WORK TO COMPLETE »
No line before the one containing "Objective — one point per instance of the laptop computer" is to be output; retype exactly that line and all lines that follow it to the end of the records.

Stored data »
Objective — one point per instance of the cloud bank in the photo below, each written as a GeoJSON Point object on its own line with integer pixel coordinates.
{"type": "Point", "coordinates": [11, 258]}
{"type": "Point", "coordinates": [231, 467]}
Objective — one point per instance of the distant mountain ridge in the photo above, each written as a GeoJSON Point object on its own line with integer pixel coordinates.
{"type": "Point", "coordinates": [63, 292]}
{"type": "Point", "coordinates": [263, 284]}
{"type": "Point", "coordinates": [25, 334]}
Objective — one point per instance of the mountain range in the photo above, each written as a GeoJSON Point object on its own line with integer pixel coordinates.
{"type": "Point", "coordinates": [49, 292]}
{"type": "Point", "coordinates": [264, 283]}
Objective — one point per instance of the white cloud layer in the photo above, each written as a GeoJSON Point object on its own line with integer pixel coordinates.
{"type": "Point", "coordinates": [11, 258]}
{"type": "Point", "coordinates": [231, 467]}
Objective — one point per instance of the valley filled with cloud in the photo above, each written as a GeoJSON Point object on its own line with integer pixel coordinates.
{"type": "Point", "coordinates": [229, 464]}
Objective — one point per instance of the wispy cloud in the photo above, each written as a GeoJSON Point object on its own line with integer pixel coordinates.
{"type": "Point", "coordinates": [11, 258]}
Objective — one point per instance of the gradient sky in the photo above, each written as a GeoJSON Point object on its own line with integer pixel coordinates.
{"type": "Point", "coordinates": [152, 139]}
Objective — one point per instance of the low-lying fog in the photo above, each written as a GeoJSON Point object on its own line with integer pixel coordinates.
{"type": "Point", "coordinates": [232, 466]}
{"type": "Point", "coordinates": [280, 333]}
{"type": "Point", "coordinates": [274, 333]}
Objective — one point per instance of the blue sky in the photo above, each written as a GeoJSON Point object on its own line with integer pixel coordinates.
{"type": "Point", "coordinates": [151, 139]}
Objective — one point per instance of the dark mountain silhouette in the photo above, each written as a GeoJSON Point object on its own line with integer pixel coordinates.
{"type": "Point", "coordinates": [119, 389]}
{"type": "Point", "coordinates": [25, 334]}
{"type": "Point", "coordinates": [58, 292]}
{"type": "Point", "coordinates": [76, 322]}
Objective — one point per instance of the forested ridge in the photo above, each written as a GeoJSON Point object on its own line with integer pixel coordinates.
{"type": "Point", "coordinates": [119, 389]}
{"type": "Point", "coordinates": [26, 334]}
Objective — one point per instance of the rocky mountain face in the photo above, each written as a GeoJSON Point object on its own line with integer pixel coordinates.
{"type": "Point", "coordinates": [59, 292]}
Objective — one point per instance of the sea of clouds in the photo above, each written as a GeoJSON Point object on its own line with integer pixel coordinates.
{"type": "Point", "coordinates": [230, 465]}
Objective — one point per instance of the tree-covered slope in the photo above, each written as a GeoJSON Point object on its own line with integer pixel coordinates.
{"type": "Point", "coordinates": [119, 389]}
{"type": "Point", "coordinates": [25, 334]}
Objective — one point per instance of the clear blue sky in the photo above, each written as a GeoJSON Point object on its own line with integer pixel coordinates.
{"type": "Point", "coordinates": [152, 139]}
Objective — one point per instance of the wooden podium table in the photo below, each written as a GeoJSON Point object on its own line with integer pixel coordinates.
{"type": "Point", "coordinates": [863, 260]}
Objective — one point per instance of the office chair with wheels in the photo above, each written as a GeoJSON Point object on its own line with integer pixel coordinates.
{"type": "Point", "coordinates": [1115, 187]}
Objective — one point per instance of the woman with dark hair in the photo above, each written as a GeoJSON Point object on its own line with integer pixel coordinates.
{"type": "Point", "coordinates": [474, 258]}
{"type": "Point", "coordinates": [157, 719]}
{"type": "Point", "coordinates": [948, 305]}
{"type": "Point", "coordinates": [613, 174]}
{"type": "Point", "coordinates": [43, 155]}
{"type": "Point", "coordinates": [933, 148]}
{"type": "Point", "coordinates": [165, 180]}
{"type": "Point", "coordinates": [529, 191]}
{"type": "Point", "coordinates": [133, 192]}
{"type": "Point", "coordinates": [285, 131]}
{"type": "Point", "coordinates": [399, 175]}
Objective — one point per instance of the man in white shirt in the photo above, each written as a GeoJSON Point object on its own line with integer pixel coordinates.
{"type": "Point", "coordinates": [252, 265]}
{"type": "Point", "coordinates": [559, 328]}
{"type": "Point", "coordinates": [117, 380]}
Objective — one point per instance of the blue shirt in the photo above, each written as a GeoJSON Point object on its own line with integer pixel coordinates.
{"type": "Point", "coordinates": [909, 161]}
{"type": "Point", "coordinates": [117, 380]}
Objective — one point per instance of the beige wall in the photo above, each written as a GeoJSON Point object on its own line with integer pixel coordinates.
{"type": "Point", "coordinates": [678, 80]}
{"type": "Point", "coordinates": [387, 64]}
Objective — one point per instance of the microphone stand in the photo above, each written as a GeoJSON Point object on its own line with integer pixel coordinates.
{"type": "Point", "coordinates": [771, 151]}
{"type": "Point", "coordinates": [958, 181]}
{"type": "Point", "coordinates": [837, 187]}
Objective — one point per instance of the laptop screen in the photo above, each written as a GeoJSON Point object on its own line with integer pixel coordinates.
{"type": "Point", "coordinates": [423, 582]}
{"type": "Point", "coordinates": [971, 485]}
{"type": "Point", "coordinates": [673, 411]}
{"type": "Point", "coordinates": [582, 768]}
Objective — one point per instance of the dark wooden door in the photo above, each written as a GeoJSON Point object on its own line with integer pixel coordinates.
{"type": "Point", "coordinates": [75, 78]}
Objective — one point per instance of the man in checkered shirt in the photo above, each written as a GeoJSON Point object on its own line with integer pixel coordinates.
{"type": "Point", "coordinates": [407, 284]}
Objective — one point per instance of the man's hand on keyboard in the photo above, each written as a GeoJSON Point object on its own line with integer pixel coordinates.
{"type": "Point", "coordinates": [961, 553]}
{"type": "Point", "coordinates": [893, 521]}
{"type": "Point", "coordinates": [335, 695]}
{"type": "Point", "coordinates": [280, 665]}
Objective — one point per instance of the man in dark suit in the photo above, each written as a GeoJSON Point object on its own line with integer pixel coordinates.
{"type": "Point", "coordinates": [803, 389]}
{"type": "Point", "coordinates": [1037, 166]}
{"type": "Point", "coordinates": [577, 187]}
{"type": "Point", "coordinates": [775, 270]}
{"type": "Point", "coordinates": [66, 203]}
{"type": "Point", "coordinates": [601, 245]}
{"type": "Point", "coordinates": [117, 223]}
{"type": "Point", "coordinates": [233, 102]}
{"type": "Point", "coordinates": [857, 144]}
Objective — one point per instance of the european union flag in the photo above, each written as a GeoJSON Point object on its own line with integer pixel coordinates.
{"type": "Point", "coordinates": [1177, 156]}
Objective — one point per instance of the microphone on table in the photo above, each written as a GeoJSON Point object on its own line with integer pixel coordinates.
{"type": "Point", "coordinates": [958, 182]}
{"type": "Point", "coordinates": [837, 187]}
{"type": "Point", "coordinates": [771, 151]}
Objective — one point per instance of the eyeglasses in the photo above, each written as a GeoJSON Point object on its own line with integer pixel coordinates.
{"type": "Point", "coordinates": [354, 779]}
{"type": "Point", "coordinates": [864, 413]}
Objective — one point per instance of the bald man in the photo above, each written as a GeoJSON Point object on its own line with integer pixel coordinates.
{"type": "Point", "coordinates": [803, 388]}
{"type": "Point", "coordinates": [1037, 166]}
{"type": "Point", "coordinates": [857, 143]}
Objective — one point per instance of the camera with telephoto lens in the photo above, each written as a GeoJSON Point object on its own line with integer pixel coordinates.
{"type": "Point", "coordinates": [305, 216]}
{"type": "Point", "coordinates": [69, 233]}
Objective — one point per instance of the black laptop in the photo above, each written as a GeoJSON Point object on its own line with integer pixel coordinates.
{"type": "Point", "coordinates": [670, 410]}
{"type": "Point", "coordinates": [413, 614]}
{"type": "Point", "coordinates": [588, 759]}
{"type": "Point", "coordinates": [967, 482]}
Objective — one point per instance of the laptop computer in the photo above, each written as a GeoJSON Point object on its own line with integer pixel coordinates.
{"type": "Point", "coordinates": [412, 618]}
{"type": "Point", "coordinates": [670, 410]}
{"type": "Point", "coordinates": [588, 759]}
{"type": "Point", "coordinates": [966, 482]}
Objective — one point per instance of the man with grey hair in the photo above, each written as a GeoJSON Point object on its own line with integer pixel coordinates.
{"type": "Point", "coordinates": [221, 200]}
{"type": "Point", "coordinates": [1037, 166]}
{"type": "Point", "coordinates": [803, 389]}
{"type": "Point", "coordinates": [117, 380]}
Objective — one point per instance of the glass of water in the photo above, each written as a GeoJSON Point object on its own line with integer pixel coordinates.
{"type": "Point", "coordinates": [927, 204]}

EXPECTED ANSWER »
Objective — one point per instance of the laptop computer in the photo above, each written as a GeoJSON Point object on its own line with integer pixel coordinates.
{"type": "Point", "coordinates": [412, 618]}
{"type": "Point", "coordinates": [670, 410]}
{"type": "Point", "coordinates": [588, 759]}
{"type": "Point", "coordinates": [966, 482]}
Objective — one point per instance of the man with grey hair in the photo above, each written as a GeoJSON Point object on its own line with integer pixel coordinates.
{"type": "Point", "coordinates": [221, 200]}
{"type": "Point", "coordinates": [1037, 166]}
{"type": "Point", "coordinates": [803, 389]}
{"type": "Point", "coordinates": [117, 380]}
Objective — one point per instance of the glass of water in the photo above, each written as a GeoJSON Point object on its own line with integer pixel coordinates.
{"type": "Point", "coordinates": [927, 204]}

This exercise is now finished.